(READING PASSAGE)
---------------
Posted Mar 8, 2011 19:03 UTC (Tue) by rahvin (guest, #16953) [Link]

No two businesses have the same needs. One of the interesting data points for the Frakenkernel is the smaller companies with specialized hardware that is produced in such low volume that creating and integrating drivers is done once a decade or so. They want a kernel that will work with that driver for a decade without changes while they still have the ability to upgrade their environment. The Frakenkernel has a lot of viability in this low use high cost hardware proposition and there are a lot of companies and businesses with this type of specialized hardware.

I haven't looked in a number of years but I thought Redhat offered support on their Frakenkernel and Vanilla Kernels for those that want to run them.

Enterprise distributions and free software

Posted Mar 10, 2011 14:10 UTC (Thu) by BenHutchings (subscriber, #37955) [Link]

The financial services companies do seem to use a wide variety of distribution and custom kernels (judging by support tickets seen at Solarflare). I'm not sure their rapid upgrade cycles are really a model for anyone else though - there is always a significant cost and risk to infrastructure changes, and the benefits of a minor upgrade tend to be less clear in other environments.

Enterprise distributions and free software

Posted Mar 10, 2011 17:30 UTC (Thu) by lieb (guest, #42749) [Link]

Your two mentioned cases also have a turnover of new equipment. There are lots of enterprises that do system refreshes based on depreciation schedules (3-5 years) and when they do, they buy what is current h/w and put the (then) current versions of O/S and app on top of it. And there it sits for the next 3-5 year cycle. Updates (really fixes) are being applied to a static base. Those kinds of issues are easy to handle. If, however, you have *lots* of systems, think 5-6 digit counts, you are in the position that you are *always* buying new gear. You can't help it simply because of the scale. If you only have resources to rack&stack 2000 systems a year but you have 5-10 times that number in service, you are always churning. You now face the problem of either backport hell to get h/w enablement or you move closer to mainline where that enablement was based. This is a painful place to be which means that there is a scale to "enterprise". RH's sweet spot is the former (smaller case), not the later. And if you are that big, you need to apply the inhouse resources to get closer to mainline. A lot of shops do this but not really understanding the scale issues, do it badly.

Enterprise distributions and free software

Posted Mar 8, 2011 13:35 UTC (Tue) by AlexHudson (guest, #41828) [Link]

I'm always a bit sceptical of ideas which finish along the lines of:

"There would also be less need to treat related information as proprietary; companies would compete on their ability to support current mainline software, rather than a vendor-specific kernel."

Competition doesn't really work like this; you can't organise with other businesses exactly how you're going to compete (well, unless you're a cartel...), you just *compete*. Red Hat could decide that they're going to do this "follow mainline closely", but it really wouldn't take many failed updates to a supposedly "stable" release for customers to leave for the exits (read: Oracle, Novell) extremely quickly.

Enterprise distributions and free software

Posted Mar 8, 2011 13:45 UTC (Tue) by rick.dennis (guest, #61887) [Link]

1.) I think we need to define 'enterprise' here. From some of the editor's statements, I don't think he knows what is required for Linux to succeed here.

Personally I don't consider someone's basement or a University an enterprise. It is tens of thousands of 'enterprise class' servers ; support (meaning drivers, testing, the other vendor will take your call) for all their peripherals like 10G, IB, HCA's, enterprise SSD's; thousands of developers/users ; it requires third party software for other critical enterprise functions like clustering and security. (And then running them and supporting that configuration for _years_.)
---------------
(EXTRACTED DATA)
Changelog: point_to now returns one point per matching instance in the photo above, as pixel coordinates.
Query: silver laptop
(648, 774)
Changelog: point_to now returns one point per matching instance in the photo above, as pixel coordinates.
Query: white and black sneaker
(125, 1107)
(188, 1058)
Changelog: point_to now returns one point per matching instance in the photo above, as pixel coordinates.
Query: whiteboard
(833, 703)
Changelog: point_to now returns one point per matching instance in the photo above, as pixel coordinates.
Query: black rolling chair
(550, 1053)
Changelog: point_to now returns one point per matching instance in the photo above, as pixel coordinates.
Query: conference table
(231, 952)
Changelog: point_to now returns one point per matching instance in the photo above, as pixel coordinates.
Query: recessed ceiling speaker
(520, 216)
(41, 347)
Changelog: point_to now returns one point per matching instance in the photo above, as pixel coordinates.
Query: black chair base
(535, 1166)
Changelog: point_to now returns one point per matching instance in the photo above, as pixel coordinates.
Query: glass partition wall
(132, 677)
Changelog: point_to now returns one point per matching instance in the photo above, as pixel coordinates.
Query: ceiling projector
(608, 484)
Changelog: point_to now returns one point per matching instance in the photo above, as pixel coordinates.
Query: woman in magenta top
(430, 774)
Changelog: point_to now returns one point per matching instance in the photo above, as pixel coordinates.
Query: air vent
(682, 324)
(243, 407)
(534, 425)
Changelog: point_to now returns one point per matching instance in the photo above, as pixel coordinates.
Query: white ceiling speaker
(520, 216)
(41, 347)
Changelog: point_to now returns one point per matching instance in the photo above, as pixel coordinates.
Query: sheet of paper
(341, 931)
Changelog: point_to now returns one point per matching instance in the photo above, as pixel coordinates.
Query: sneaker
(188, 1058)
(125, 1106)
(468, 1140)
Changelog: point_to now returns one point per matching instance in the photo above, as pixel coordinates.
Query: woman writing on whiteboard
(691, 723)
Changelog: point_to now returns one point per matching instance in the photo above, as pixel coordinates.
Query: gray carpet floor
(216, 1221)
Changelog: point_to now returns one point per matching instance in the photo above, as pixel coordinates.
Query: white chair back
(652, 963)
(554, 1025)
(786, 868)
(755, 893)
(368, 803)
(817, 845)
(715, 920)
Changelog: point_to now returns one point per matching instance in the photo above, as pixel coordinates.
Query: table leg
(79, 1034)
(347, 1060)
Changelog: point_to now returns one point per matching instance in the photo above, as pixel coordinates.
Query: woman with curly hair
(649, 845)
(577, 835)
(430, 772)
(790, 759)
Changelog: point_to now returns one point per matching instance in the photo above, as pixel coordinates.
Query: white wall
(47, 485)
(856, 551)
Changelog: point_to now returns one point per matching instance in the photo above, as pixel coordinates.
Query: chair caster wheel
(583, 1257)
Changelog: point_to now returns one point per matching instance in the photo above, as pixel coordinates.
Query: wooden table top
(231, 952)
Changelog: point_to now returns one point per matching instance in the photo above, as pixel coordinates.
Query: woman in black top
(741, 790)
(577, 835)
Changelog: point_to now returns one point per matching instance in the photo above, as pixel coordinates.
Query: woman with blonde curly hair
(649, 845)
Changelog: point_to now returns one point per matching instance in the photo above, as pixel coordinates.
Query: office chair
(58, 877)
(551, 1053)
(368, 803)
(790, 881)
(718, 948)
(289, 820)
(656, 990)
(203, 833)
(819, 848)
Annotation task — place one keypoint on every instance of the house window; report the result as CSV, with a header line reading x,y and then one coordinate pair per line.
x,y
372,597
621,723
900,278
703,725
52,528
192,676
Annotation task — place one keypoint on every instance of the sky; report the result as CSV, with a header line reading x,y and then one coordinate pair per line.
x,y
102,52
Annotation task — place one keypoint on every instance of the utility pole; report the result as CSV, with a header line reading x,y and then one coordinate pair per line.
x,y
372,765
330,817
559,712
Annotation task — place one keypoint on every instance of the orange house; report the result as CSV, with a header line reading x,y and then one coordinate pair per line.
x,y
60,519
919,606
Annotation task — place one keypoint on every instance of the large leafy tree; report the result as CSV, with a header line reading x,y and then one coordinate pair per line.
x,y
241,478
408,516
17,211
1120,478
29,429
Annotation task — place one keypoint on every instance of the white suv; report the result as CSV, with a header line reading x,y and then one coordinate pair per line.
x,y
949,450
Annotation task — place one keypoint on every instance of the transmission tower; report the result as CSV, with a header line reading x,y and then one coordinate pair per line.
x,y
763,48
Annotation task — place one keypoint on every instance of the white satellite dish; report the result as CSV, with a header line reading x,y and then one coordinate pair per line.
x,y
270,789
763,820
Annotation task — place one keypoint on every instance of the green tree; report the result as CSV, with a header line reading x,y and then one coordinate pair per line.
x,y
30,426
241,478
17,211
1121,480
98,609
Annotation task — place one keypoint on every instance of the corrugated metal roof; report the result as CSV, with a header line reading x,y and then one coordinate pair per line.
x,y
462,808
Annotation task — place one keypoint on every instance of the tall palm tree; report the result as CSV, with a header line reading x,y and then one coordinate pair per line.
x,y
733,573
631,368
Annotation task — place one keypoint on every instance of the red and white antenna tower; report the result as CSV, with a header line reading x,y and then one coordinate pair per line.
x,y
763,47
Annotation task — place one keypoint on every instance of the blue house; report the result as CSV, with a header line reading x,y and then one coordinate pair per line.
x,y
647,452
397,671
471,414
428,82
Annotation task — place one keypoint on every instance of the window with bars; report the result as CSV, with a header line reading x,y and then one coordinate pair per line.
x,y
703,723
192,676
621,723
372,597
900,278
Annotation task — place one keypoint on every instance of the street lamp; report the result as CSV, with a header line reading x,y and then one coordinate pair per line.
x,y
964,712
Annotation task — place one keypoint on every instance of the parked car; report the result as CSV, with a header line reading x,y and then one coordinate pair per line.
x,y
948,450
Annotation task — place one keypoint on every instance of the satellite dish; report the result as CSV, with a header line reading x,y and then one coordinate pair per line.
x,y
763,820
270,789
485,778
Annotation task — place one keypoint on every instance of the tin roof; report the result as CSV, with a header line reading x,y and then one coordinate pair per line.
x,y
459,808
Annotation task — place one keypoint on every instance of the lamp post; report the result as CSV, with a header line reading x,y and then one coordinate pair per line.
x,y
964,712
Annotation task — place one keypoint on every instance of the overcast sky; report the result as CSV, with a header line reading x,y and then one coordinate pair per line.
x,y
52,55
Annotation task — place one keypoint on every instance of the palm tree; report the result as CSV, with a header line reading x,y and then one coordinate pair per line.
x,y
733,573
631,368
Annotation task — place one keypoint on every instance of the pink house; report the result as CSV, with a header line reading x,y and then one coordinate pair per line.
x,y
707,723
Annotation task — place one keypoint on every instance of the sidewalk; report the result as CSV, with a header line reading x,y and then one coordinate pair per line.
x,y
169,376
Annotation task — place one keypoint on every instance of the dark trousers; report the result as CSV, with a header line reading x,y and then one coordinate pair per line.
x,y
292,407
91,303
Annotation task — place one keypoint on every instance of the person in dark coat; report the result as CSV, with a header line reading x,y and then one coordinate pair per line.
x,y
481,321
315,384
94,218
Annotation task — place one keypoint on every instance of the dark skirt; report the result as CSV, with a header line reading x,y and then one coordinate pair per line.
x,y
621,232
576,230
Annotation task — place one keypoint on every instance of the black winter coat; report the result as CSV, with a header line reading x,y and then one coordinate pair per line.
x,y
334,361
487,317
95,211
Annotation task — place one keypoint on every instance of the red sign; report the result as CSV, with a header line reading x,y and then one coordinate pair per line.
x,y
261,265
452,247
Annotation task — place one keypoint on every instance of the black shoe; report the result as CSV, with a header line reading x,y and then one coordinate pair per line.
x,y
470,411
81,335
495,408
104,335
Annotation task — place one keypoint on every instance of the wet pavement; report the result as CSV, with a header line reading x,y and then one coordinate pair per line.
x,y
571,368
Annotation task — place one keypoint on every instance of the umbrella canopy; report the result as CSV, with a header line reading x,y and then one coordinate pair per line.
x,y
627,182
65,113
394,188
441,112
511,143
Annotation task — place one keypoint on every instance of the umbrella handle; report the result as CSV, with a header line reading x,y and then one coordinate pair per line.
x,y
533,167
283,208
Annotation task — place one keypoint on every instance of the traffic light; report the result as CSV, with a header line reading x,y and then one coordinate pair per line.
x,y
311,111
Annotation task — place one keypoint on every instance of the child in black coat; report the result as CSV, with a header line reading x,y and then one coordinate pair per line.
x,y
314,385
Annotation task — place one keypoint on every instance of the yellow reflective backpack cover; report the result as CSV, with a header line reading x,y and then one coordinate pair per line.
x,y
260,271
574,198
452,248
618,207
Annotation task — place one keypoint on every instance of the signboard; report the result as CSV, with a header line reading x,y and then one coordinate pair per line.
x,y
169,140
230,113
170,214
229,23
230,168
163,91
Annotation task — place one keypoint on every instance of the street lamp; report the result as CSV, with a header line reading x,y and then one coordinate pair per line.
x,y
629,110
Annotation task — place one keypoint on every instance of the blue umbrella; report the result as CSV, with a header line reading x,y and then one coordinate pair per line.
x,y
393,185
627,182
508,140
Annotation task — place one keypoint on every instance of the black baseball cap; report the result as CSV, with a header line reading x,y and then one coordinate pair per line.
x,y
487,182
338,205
---------------
(GIVEN REQUEST)
Write out the passage of the comment thread on enterprise distributions above from "Posted Mar 8, 2011 13:45" to "configuration for _years_.)".

(COMPLETED EXERCISE)
Posted Mar 8, 2011 13:45 UTC (Tue) by rick.dennis (guest, #61887) [Link]

1.) I think we need to define 'enterprise' here. From some of the editor's statements, I don't think he knows what is required for Linux to succeed here.

Personally I don't consider someone's basement or a University an enterprise. It is tens of thousands of 'enterprise class' servers ; support (meaning drivers, testing, the other vendor will take your call) for all their peripherals like 10G, IB, HCA's, enterprise SSD's; thousands of developers/users ; it requires third party software for other critical enterprise functions like clustering and security. (And then running them and supporting that configuration for _years_.)